§ **Exercise requirements**
[1] Translate this sentence from the forum thread on high-speed rail stimulus funds into Spanish: "I'm not sure where or if it's actually stated in the HSR stuff, but that is a requirement for all Federal funding for rail projects."
[2] Please extend the forum thread on high-speed rail stimulus funds below, picking up right after its last line.

§ **Passage given**
——
# Strings attached to HSR stimulus funds?



## DaveKCMO (May 9, 2010)

i've seen several unsubstantiated comments that the feds are requiring states who take HSR federal stimulus funds to run the service for some amount of time. i read the HSR portion of the stimulus act and don't recall seeing anything that stipulated this. can anyone provide a written confirmation (link to FRA or DOT website, etc.) that proves this or any other attached strings? was it perhaps in the "guidance" that the FRA issued after the stimulus act was passed?

thanks in advance!


----------



## AlanB (May 9, 2010)

I'm not sure where or if it's actually stated in the HSR stuff, but that is a requirement for all Federal funding for rail projects. That's why Florida finally passed the rental car tax to ensure Tri-Rail's survival, as they would have had to pay a major bill if Tri-Rail had cut service like they would have needed to do without additional funding.


----------



## Green Maned Lion (May 10, 2010)
——
Records
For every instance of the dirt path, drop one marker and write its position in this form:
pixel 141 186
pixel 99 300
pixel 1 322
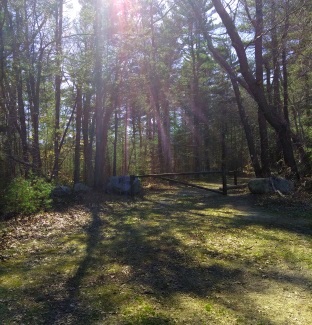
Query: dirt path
pixel 178 256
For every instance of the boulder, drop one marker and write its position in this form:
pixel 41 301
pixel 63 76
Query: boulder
pixel 61 192
pixel 270 185
pixel 121 185
pixel 81 188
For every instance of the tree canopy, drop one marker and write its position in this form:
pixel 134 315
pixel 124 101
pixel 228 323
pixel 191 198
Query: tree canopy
pixel 152 86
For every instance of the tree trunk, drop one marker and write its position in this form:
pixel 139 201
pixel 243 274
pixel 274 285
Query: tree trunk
pixel 264 143
pixel 276 120
pixel 248 131
pixel 88 136
pixel 78 136
pixel 58 82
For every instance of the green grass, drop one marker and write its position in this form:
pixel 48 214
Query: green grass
pixel 176 257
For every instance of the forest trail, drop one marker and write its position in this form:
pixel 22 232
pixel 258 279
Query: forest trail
pixel 177 256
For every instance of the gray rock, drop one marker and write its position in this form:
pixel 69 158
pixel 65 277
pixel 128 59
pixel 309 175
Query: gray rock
pixel 61 191
pixel 270 185
pixel 121 185
pixel 81 188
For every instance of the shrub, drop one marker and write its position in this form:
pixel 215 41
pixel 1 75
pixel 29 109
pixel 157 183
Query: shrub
pixel 26 196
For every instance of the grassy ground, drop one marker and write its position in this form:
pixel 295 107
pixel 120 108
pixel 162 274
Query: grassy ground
pixel 178 256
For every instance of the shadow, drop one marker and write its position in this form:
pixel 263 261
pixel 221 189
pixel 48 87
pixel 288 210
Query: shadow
pixel 67 310
pixel 143 239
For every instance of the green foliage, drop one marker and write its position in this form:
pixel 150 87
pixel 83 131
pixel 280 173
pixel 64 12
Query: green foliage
pixel 26 196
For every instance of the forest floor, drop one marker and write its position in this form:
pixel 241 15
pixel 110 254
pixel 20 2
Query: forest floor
pixel 176 256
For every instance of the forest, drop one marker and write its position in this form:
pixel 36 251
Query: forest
pixel 105 87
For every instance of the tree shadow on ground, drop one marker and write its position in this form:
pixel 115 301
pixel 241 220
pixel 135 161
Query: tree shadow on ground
pixel 159 264
pixel 65 309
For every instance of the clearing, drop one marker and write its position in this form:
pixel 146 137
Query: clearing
pixel 178 256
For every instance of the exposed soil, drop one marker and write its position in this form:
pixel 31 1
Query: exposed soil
pixel 176 256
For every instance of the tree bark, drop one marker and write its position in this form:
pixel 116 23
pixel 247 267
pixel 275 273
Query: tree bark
pixel 78 135
pixel 276 120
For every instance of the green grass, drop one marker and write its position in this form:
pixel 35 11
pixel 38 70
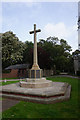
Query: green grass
pixel 66 109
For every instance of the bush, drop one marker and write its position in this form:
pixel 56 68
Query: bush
pixel 78 73
pixel 57 72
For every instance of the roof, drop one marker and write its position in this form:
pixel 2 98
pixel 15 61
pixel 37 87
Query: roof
pixel 18 66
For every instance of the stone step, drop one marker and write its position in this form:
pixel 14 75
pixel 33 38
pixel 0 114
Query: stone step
pixel 35 84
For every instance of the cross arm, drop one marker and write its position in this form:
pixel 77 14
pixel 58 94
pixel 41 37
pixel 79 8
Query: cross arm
pixel 36 31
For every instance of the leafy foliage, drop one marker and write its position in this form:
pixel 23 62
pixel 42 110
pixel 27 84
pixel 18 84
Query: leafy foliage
pixel 12 49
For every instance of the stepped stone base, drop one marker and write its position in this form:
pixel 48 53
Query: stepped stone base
pixel 36 83
pixel 35 73
pixel 58 92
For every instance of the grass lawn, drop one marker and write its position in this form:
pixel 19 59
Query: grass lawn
pixel 8 78
pixel 66 109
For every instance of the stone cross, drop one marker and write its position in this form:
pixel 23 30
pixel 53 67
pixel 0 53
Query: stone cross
pixel 35 62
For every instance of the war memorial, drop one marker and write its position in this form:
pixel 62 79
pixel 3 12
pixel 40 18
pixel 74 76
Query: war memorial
pixel 36 88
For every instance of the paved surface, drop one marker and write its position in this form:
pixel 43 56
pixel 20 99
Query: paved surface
pixel 50 76
pixel 56 88
pixel 7 103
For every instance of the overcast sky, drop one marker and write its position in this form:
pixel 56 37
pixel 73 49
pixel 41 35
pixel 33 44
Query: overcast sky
pixel 57 19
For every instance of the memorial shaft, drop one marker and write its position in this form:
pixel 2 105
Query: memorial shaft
pixel 35 61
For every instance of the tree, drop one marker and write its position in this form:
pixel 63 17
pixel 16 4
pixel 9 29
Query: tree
pixel 12 49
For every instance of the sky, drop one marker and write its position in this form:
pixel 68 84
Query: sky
pixel 57 19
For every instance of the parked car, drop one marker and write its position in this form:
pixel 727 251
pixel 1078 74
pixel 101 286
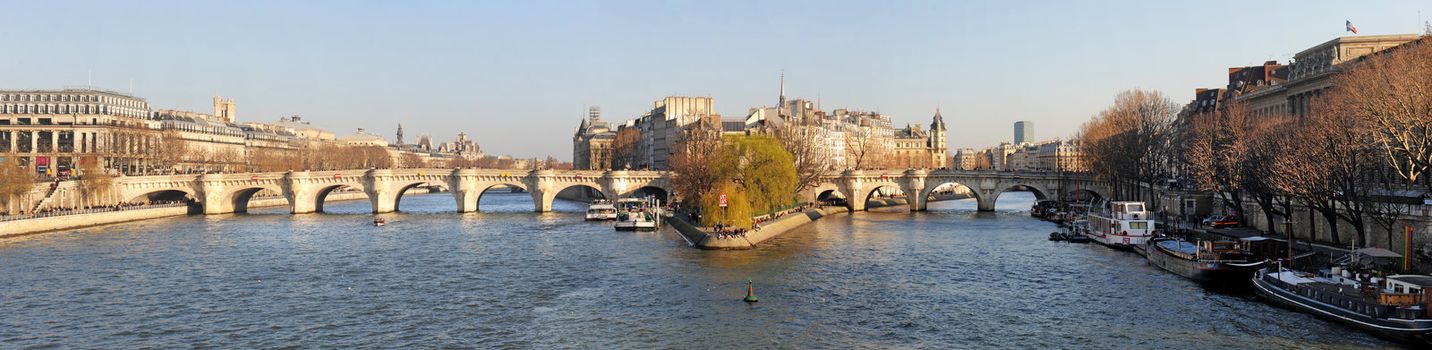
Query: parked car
——
§ **Answers below**
[1] No estoy seguro de dónde se indica, ni de si realmente se indica, en el material sobre HSR, pero eso es un requisito para toda la financiación federal de proyectos ferroviarios.

[2]
DaveKCMO said:


> i've seen several unsubstantiated comments that the feds are requiring states who take HSR federal stimulus funds to run the service for some amount of time. i read the HSR portion of the stimulus act and don't recall seeing anything that stipulated this. can anyone provide a written confirmation (link to FRA or DOT website, etc.) that proves this or any other attached strings? was it perhaps in the "guidance" that the FRA issued after the stimulus act was passed?
> thanks in advance!


What's the point of building a HSR setup if you aren't going to run it?


----------



## DaveKCMO (May 10, 2010)

i am looking for published confirmation of such requirements, not opinions about whether they should exist or not.


----------



## Green Maned Lion (May 10, 2010)

I don't know the publish remarks, but I do know with complete certainty such a requirement exists when you apply for federal funding assistance for major rail projects.


----------



## George Harris (May 10, 2010)

Green Maned Lion said:


> I don't know the publish remarks, but I do know with complete certainty such a requirement exists when you apply for federal funding assistance for major rail projects.


GML: Your level of certainty is a wonder to behold, but in the real world of wowrking with Uncle Sugar's money, you better be able to "Chapter and Verse" everthing about it, becaue if you cannot there will be much trouble. What you don't know or did not anticipate can really hurt you. It is not just a yes or no, but for how long, to what level of service, and many other items.


----------



## Green Maned Lion (May 10, 2010)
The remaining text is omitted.